[EXERCISE REQUIREMENTS]: Whichever lines of the entries hold the word "positive" should be identified and copied.

[PROVIDED RECORDS]:
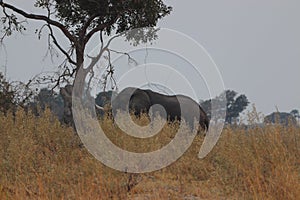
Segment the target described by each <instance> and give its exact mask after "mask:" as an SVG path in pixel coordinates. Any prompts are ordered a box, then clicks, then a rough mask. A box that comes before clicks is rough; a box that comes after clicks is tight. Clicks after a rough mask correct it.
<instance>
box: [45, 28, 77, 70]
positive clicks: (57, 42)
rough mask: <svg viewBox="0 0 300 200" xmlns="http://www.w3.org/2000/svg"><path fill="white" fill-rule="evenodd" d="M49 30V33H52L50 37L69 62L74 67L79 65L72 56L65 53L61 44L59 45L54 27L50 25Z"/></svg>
mask: <svg viewBox="0 0 300 200" xmlns="http://www.w3.org/2000/svg"><path fill="white" fill-rule="evenodd" d="M48 28H49V31H50V34H49V35H50V37H51V38H52V40H53V43H54V44H55V46H56V47H57V48H58V49H59V50H60V51H61V52H62V53H63V54H64V55H65V56H66V57H67V59H68V61H69V62H70V63H71V64H72V65H77V63H76V62H75V61H74V60H73V59H72V58H71V56H70V54H69V53H68V52H67V51H65V50H64V49H63V48H62V46H61V45H60V44H58V41H57V39H56V37H55V36H54V34H53V30H52V27H51V26H50V25H49V24H48Z"/></svg>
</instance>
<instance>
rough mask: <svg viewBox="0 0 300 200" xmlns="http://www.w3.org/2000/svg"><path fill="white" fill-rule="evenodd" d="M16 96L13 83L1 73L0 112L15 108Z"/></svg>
mask: <svg viewBox="0 0 300 200" xmlns="http://www.w3.org/2000/svg"><path fill="white" fill-rule="evenodd" d="M15 96H16V93H15V91H14V90H13V88H12V85H11V84H10V83H9V82H7V81H6V79H5V78H4V76H3V75H2V74H1V73H0V112H2V113H4V114H6V113H7V112H8V111H9V110H12V109H14V108H15V106H16V102H15Z"/></svg>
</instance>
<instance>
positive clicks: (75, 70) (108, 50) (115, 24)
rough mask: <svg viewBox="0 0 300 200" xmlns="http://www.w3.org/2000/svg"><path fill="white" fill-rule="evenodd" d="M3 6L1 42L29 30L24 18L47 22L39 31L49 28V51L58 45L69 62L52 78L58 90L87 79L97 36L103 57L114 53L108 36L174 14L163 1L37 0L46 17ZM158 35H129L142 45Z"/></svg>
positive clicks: (147, 29)
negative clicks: (87, 59) (83, 78)
mask: <svg viewBox="0 0 300 200" xmlns="http://www.w3.org/2000/svg"><path fill="white" fill-rule="evenodd" d="M20 4H21V3H20ZM0 6H1V7H2V10H3V14H4V17H3V19H2V23H3V35H2V36H1V38H0V40H1V41H3V39H4V38H5V37H6V36H9V35H11V34H12V33H13V32H14V31H18V32H23V31H25V30H26V28H25V26H24V23H23V22H24V20H23V19H21V20H20V19H19V17H20V16H21V17H23V18H26V19H31V20H36V21H41V22H44V25H43V26H42V27H41V28H40V29H39V30H38V31H37V34H38V37H40V36H41V34H42V32H43V31H44V29H45V28H46V29H48V35H49V39H50V40H49V44H48V45H49V48H50V49H53V45H54V47H56V48H57V49H58V50H59V51H60V52H61V53H62V54H63V55H64V56H65V57H66V62H64V63H63V64H62V65H61V66H60V68H61V70H60V71H59V72H58V73H57V76H56V77H49V78H48V80H51V82H54V83H55V85H54V87H57V86H59V85H61V83H64V82H66V81H67V80H68V79H70V78H78V77H77V76H78V72H79V71H81V73H83V74H84V75H83V77H86V75H87V74H88V73H91V72H92V70H93V69H92V68H93V66H94V64H95V62H94V61H95V60H94V59H92V61H91V63H90V65H88V66H87V67H83V62H84V55H85V49H86V46H87V44H88V42H89V41H90V40H91V38H92V37H93V36H94V35H95V34H98V35H99V38H100V39H99V40H100V43H101V49H100V50H99V53H98V55H97V56H96V57H97V58H99V57H101V56H103V54H104V53H107V54H110V53H111V51H112V50H111V49H110V48H109V42H110V41H109V42H108V43H106V44H104V42H103V36H104V35H107V36H111V35H112V34H116V35H118V34H120V33H122V32H124V31H128V30H133V29H135V28H141V27H155V26H156V24H157V22H158V20H159V19H161V18H163V17H165V16H166V15H168V14H170V12H171V10H172V8H171V7H170V6H167V5H165V4H164V3H163V1H162V0H126V1H124V0H36V1H35V4H34V6H35V7H38V8H41V9H44V10H45V11H46V13H47V14H45V15H42V14H32V13H28V12H26V11H24V10H22V9H20V8H18V7H17V6H14V5H12V4H10V3H6V1H5V0H4V1H0ZM55 29H57V30H59V31H60V32H61V33H62V34H63V36H64V37H65V38H67V39H68V41H69V46H68V47H63V46H62V45H61V43H60V42H59V39H58V37H57V34H56V33H57V32H55ZM155 33H156V31H154V30H153V29H143V30H139V31H138V32H135V33H134V34H128V35H126V39H127V40H128V41H133V44H139V42H147V41H151V40H154V39H155V38H156V34H155ZM1 41H0V42H1ZM107 72H108V73H109V74H110V75H112V74H113V70H112V69H111V68H110V70H108V71H107ZM81 82H84V80H81ZM82 87H84V86H82ZM83 89H84V88H82V90H83ZM64 99H67V98H64ZM65 105H68V106H70V105H71V104H70V103H66V104H65ZM65 109H69V111H66V113H70V109H71V108H65Z"/></svg>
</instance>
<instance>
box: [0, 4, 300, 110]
mask: <svg viewBox="0 0 300 200" xmlns="http://www.w3.org/2000/svg"><path fill="white" fill-rule="evenodd" d="M6 2H11V3H14V5H18V7H20V8H25V9H26V10H27V11H31V12H33V11H34V12H36V11H38V10H36V9H34V8H32V7H31V5H32V2H33V1H32V0H26V1H23V3H19V2H20V1H19V0H6ZM15 2H17V3H15ZM165 2H166V3H167V4H169V5H171V6H173V12H172V13H171V15H169V16H167V17H166V18H164V19H163V20H162V21H161V22H160V23H159V26H160V27H165V28H170V29H174V30H177V31H179V32H182V33H184V34H186V35H188V36H190V37H191V38H193V39H195V40H196V41H197V42H198V43H200V44H201V45H203V47H204V48H205V49H206V50H207V51H208V53H209V54H210V56H211V57H212V59H213V60H214V62H215V63H216V64H217V66H218V68H219V70H220V72H221V75H222V77H223V80H224V84H225V87H226V88H227V89H233V90H235V91H237V92H238V93H241V94H245V95H246V96H247V97H248V99H249V101H250V102H251V103H255V105H256V107H257V110H258V111H261V112H263V113H265V114H269V113H271V112H273V111H275V109H276V108H275V107H276V106H277V107H278V109H279V110H280V111H285V112H290V111H291V110H292V109H294V108H296V109H300V92H299V90H298V89H297V88H298V86H299V85H300V23H299V19H300V12H299V10H300V1H299V0H285V1H282V0H244V1H240V0H226V1H225V0H222V1H220V0H218V1H217V0H209V1H208V0H206V1H204V0H188V1H182V0H172V1H171V0H167V1H165ZM27 27H28V30H27V31H26V32H25V35H20V34H14V35H13V36H11V37H10V38H8V39H7V40H6V41H5V47H6V51H7V52H6V53H5V51H4V50H3V48H2V49H0V59H1V60H0V70H1V71H4V66H5V63H6V65H7V77H8V78H9V80H22V81H26V80H28V79H29V78H31V77H32V76H34V75H35V74H37V73H40V72H43V71H47V70H55V64H53V63H51V62H50V59H49V57H47V58H46V59H44V56H45V54H46V52H47V37H46V36H44V37H43V38H42V39H41V40H40V41H39V40H38V39H37V36H36V35H34V32H35V29H36V28H38V27H39V24H38V23H34V22H33V21H28V25H27Z"/></svg>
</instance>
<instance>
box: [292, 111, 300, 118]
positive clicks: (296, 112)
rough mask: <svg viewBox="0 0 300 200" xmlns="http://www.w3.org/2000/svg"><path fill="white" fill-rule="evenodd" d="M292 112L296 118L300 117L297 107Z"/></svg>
mask: <svg viewBox="0 0 300 200" xmlns="http://www.w3.org/2000/svg"><path fill="white" fill-rule="evenodd" d="M290 114H292V115H293V116H294V117H295V119H299V118H300V114H299V111H298V110H296V109H293V110H292V111H291V112H290Z"/></svg>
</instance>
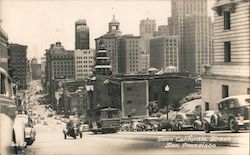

[ANSWER BOX]:
positive clicks: (57, 42)
positive clicks: (75, 70) (108, 50) (115, 24)
positive clicks: (147, 29)
positive clicks: (296, 112)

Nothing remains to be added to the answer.